* Aim *
Can you output as a JSON list of strings, one string per line and skipping blank lines, the lines of the items below from the line with "the white baseboard." to the line with "[307,51,347,73]", including both of those lines?

Annotated coordinate records
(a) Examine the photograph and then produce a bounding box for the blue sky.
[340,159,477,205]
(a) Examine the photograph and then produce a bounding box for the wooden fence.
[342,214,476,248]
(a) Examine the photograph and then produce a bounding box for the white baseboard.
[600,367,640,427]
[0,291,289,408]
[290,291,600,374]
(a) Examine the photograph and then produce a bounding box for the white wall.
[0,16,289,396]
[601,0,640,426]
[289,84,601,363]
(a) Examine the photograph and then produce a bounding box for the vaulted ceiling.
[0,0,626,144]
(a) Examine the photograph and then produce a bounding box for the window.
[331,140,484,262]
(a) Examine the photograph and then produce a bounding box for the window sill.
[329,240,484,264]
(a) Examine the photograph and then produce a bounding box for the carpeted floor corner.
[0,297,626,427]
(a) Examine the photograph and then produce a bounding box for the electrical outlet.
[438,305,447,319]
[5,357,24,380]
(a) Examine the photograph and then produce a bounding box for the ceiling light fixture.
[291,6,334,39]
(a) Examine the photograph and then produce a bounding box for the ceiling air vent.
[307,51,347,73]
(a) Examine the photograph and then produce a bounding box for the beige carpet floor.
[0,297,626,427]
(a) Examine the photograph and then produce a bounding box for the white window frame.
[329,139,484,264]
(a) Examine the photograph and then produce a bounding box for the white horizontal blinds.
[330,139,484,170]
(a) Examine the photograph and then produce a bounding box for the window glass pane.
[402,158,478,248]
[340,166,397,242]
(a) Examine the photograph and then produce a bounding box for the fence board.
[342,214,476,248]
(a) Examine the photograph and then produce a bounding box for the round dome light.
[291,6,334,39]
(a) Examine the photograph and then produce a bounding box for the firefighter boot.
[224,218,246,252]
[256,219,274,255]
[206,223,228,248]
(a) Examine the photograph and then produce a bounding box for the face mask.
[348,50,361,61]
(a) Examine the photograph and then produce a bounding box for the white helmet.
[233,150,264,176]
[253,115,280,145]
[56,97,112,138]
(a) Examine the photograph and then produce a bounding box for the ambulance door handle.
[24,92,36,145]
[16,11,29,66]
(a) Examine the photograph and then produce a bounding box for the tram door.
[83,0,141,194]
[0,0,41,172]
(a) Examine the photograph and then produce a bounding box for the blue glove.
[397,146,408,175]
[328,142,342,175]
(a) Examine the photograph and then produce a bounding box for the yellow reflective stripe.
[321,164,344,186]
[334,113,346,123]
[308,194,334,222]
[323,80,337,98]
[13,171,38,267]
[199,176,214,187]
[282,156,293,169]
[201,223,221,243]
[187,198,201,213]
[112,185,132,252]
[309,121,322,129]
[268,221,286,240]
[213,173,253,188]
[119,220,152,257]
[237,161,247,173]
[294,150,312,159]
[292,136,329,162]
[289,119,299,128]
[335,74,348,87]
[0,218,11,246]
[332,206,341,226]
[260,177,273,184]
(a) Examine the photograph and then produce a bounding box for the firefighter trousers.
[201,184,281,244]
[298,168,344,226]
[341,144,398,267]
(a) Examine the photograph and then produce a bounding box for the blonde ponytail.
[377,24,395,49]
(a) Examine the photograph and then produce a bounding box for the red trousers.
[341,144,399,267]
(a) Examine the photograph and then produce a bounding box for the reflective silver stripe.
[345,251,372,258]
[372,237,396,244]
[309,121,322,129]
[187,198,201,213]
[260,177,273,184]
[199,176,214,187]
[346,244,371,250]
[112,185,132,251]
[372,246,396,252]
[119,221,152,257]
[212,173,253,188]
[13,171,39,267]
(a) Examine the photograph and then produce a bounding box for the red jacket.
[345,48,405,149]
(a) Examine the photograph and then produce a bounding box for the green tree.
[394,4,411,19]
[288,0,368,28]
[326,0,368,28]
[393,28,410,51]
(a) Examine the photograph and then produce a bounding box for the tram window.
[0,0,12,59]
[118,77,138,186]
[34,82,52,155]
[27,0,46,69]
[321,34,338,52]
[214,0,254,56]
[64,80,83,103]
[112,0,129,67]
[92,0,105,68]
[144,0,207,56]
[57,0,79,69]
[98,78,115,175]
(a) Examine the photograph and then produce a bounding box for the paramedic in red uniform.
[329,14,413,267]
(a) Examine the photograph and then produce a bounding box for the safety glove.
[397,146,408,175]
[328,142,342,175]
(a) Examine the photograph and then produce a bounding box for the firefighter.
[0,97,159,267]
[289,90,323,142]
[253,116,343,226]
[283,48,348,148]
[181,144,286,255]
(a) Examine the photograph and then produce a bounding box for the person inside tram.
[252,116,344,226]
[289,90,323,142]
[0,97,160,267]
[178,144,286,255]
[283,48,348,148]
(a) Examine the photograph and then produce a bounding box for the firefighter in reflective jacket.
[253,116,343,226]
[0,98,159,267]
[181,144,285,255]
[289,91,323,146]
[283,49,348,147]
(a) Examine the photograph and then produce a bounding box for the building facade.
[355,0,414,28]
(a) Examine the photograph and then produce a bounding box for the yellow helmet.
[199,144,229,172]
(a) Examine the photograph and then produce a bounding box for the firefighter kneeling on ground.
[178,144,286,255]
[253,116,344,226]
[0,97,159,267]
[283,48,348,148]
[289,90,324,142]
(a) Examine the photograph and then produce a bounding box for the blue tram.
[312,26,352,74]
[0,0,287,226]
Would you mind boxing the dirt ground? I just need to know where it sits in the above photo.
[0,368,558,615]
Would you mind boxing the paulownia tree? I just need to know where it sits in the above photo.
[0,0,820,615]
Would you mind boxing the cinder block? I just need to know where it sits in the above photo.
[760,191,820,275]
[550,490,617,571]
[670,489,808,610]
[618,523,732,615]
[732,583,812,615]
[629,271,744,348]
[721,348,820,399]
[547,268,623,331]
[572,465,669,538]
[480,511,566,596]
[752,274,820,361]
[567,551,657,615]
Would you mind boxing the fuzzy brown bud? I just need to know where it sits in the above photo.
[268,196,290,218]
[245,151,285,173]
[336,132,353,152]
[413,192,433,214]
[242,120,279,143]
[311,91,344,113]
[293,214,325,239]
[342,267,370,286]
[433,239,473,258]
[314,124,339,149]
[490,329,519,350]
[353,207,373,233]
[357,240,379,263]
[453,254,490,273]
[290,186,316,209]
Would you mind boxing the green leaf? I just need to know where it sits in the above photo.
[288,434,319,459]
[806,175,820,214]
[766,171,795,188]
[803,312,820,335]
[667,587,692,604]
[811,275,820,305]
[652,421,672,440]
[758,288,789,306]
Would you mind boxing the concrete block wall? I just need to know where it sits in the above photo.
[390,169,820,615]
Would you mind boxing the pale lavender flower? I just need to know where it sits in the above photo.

* Result for this task *
[
  "(a) Examine the photograph and then produce a bounding box for the white baseboard.",
  "[600,367,640,427]",
  "[0,291,289,408]",
  "[290,291,600,374]",
  "(a) Examine the photograph and then produce a bounding box for the white wall.",
  "[0,16,289,396]",
  "[601,0,640,426]",
  "[289,84,601,363]",
  "(a) Examine the photograph and then produce a bounding box for the vaulted ceiling.",
  "[0,0,626,144]",
  "(a) Examine the photograph and then produce a bounding box for the window.",
  "[331,140,484,262]",
  "(a) Examine the photograph and then produce a bounding box for the window sill.",
  "[329,240,484,264]",
  "(a) Examine the photograph and then produce a bounding box for the carpeted floor corner.",
  "[0,297,626,427]",
  "(a) Examine the photograph and then produce a bounding box for the electrical outlet.",
  "[438,305,447,319]",
  "[5,357,24,380]",
  "(a) Examine the photograph and then produce a bounding box for the ceiling light fixture.",
  "[291,6,334,39]",
  "(a) Examine the photograph and then produce a bounding box for the ceiling air vent.",
  "[307,51,347,73]"
]